— WHAT IS BEING ASKED —
Your answer must be an exact copy of every record below.

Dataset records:
----------------------------------------

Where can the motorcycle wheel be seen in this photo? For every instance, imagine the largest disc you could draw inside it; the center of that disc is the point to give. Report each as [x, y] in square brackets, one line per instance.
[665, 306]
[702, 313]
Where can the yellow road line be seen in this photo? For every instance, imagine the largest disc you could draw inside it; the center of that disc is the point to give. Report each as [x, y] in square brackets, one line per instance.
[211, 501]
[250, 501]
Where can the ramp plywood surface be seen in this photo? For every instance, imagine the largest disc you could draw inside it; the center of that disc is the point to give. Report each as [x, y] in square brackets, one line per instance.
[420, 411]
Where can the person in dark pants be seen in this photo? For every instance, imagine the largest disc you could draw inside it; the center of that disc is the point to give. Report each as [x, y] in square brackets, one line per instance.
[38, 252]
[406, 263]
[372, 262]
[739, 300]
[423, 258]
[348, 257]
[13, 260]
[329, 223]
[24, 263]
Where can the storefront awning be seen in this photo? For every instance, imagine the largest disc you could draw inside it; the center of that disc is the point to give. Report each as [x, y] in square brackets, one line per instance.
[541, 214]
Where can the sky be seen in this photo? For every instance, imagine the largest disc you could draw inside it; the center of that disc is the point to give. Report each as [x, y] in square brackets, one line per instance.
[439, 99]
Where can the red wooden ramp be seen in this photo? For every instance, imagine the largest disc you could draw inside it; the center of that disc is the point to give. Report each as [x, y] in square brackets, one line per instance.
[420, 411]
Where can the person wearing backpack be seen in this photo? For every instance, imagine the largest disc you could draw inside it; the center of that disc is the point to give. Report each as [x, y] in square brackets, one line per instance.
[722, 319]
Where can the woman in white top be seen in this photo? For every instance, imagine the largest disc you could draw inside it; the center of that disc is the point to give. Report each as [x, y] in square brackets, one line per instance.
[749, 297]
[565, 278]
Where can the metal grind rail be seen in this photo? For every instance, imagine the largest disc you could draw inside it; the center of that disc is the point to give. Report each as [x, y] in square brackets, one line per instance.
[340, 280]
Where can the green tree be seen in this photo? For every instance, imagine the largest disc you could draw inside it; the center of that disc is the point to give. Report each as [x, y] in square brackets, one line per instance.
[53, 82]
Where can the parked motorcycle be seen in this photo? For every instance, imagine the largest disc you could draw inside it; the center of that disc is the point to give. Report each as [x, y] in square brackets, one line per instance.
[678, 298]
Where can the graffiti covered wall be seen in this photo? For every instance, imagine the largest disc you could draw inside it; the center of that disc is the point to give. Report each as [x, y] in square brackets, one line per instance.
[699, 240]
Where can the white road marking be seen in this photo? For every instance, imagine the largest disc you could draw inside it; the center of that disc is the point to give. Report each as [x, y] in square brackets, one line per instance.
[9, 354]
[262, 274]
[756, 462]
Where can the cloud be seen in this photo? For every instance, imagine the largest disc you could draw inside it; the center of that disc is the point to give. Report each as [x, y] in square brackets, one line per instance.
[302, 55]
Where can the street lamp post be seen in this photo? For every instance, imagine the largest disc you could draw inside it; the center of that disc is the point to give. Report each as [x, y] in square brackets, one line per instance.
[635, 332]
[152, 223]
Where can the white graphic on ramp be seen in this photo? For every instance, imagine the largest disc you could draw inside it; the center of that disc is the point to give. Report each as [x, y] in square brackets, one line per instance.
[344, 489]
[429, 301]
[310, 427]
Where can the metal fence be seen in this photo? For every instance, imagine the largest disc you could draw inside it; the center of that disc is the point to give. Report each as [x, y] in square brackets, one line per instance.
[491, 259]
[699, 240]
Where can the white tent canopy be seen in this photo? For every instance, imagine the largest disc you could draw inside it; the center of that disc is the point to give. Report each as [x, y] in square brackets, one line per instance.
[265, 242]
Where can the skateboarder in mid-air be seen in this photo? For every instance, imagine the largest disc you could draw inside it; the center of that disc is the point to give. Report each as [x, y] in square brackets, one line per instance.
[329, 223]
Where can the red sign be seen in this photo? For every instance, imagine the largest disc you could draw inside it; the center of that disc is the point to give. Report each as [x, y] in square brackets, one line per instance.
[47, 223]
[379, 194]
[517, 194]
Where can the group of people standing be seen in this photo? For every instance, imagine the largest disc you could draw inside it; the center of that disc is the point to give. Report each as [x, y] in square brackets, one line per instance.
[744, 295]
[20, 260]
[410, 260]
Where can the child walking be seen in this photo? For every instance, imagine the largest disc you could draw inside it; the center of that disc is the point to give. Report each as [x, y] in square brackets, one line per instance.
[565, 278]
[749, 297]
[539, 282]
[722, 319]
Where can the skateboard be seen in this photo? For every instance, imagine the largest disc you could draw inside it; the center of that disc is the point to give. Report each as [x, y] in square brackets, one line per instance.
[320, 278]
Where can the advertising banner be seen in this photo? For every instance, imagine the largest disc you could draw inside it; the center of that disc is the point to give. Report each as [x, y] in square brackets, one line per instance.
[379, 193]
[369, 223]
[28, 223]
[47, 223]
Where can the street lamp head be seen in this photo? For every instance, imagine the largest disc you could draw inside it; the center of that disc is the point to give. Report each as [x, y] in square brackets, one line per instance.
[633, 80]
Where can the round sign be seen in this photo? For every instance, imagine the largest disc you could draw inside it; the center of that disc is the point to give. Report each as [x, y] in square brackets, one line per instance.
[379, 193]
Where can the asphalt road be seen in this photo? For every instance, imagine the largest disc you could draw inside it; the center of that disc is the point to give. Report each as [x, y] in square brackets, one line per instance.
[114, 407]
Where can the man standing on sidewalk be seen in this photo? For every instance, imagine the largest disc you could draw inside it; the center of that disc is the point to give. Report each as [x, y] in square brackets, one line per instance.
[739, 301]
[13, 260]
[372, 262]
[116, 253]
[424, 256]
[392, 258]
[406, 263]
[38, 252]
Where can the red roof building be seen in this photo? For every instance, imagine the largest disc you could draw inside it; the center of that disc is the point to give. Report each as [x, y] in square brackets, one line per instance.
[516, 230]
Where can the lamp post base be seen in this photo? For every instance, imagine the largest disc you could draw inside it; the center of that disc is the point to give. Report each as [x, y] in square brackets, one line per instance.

----------------------------------------

— SOLVED EXERCISE —
Where can the motorcycle wheel be seen in this photo? For every instance, imagine the largest disc you could draw inside it; the center of that disc is the point to give. Report each as [x, y] in square brackets, one line per instance.
[665, 306]
[702, 313]
Where can the yellow road line be seen in this photo? For every instance, imagine the largest disc you could draw inside it; the center of that disc is the point to give. Report each as [x, y] in square brackets, one line per instance.
[211, 501]
[250, 501]
Where can the ramp plywood surface be seen in this photo? For every instance, imagine the largest disc you could draw inside it; the center of that disc is the point to give. Report each as [x, y] in square brackets, one line per instance.
[420, 411]
Where can the person in dark pants be seen in this photo? For every instance, imagine the largest disc you could draw inside it; the center of that disc is the point to give. Report each as [x, y] in square brackets, one line per instance.
[38, 252]
[406, 263]
[372, 262]
[739, 300]
[423, 258]
[348, 257]
[13, 260]
[329, 223]
[24, 263]
Where can the storefront awning be seen in this photo? For every instance, imagine the largest disc you could draw inside it; the center of that disc is the point to give. Report each as [x, y] in square brackets, one line per instance.
[541, 214]
Where can the sky be seen in this photo? For every instance, imagine the largest disc you could draw inside it; the center of that disc is the point to give. Report each as [x, y] in square brackets, one line per instance.
[439, 99]
Where can the red wooden ramp be seen in this photo? For every instance, imagine the largest disc you could draw inside it; the center of that disc is the point to give. Report each as [x, y] in square brackets, one line per instance.
[420, 411]
Where can the person wearing backpack be seen in this photo? For every instance, imagine the largest disc you could draw inside it; the center of that disc is the point to give. Report each as [x, y] in square brackets, one line per instance.
[722, 319]
Where can the woman in white top be seen in this photo? For every instance, imagine the largest disc you could draw inside it; the center of that disc is the point to give. Report each as [x, y] in square brackets, one line per instance.
[749, 297]
[565, 278]
Where can the metal grind rail be seen in this photo? For every instance, imagine the largest disc you could draw inside it; the center of that disc is the point to give. Report each as [x, y] in square brackets, one line per instance.
[340, 280]
Where can the green tree be seen in this photo? For every instance, imagine the largest disc you could draw inside it; the center of that disc is the point to give. Report each as [x, y] in square brackets, one line per instance.
[53, 82]
Where can the parked motorcycle be seen in this photo? For every instance, imagine the largest disc you could draw inside it; the center of that disc is the point to give. Report each as [x, y] in square brackets, one line per instance.
[678, 298]
Where can the graffiti covered wall be seen in this photo? For every instance, imagine the largest disc you could draw inside it; the center of that disc is the point to give. Report each as [x, y] in square brackets, one line per instance.
[699, 240]
Where can the white road marking be seen in this photo? For every instance, imagine the largest disc you could draw inside it; the center of that disc is the point to give. Report each as [x, y] in square brackets, one line per instance.
[9, 354]
[262, 274]
[756, 462]
Where can the cloud be seen in this photo? For every instance, imagine the largest disc you could draw inside it; the center of that disc is the point to give. Report each as [x, y] in square brackets, one line per instance.
[302, 55]
Where can the street lamp post be seen in this photo? For every instance, imagine the largest disc you could draw inside it; the center of that disc is the point to give. Report each as [x, y] in square brackets, one line per instance.
[635, 332]
[152, 223]
Where can the white graphic on ramp be seen in this photo? For every instance, imagine the largest disc you could draw inside it; the center of that disc is the point to give. Report each as [x, y] in square brackets, one line per instance.
[344, 489]
[429, 301]
[310, 427]
Where can the metal fence be seen in this photo? For every instance, imagine the largest disc you could draw inside it; the center of that disc is the point to give. Report each as [x, y] in square brackets, one line per instance.
[491, 259]
[699, 240]
Where can the white tent canopy be seen in this photo? For every instance, imagine the largest disc you could draw inside it; the center of that disc is the point to give. Report each as [x, y] in square brackets, one line per instance.
[265, 242]
Where can the skateboarder in mid-air be seen in this photo? For every instance, imagine the largest disc you could draw inside it; the center of that disc is the point to give. Report each as [x, y] in square brackets, one line per instance.
[329, 223]
Where can the red sign be seen in this photo? For every instance, imagine the largest disc you could draw inside it; the center of that disc is the point to give. Report each as [x, y] in square brackets, one line per instance.
[47, 223]
[379, 194]
[517, 194]
Where can the group of people standing be seen in this photo? For every instance, imagine the largest disc you could draw inside it; the center of that disc is the point to give. Report each as [x, y] in square brackets, one line per instance.
[744, 295]
[20, 260]
[410, 260]
Where can the child walking be seen in this photo? For every instance, imagine the largest disc you could draw inside it; the center of that disc is the point to give. Report each as [x, y] in square brackets, one line per instance.
[565, 278]
[749, 297]
[539, 282]
[722, 319]
Where can the skateboard be seen in this photo? For every instance, imagine the largest disc you could draw inside it; the center of that disc is the point to give. Report each as [x, y] in square brackets, one line per instance.
[320, 278]
Where can the advertising banner be seen in this photo? For every instance, imagine the largest disc you could draw inside it; the center of that disc is the point to give. Report each as [x, y] in square brackets, one line per instance.
[379, 193]
[369, 223]
[28, 223]
[47, 223]
Where can the street lamp head be seen in this photo? For every instance, imagine the largest disc you could draw inside it; the center of that disc is the point to give. Report each as [x, y] in square brackets, one line per instance.
[633, 80]
Where can the round sign be seen in this photo? For every instance, imagine the largest disc you could draw inside it; the center of that disc is the point to give. Report each as [x, y] in square brackets, one line per instance.
[379, 193]
Where can the asphalt road be seen in this photo? For every instance, imagine the largest disc you could draw inside it; the center of that disc is the point to give. Report each as [x, y] in square brackets, one line per instance.
[114, 407]
Where can the man standing on sidewalk be seen in this photo? For every instance, imagine the largest disc you could draw inside it; the center of that disc is the point to give. Report each as [x, y] in square brackets, one line per instance.
[739, 301]
[13, 260]
[372, 262]
[116, 253]
[424, 256]
[392, 258]
[406, 263]
[38, 252]
Where can the red roof building be seen in this photo? For every instance, imagine the largest disc you could draw inside it; the center of that disc is the point to give. Report each as [x, y] in square brackets, one line per instance.
[516, 230]
Where can the lamp post base be seen in this photo? For every instance, imagine the largest disc you could draw inside it; the center of that disc is the point to give. Report each as [x, y] in square brackets, one line per instance.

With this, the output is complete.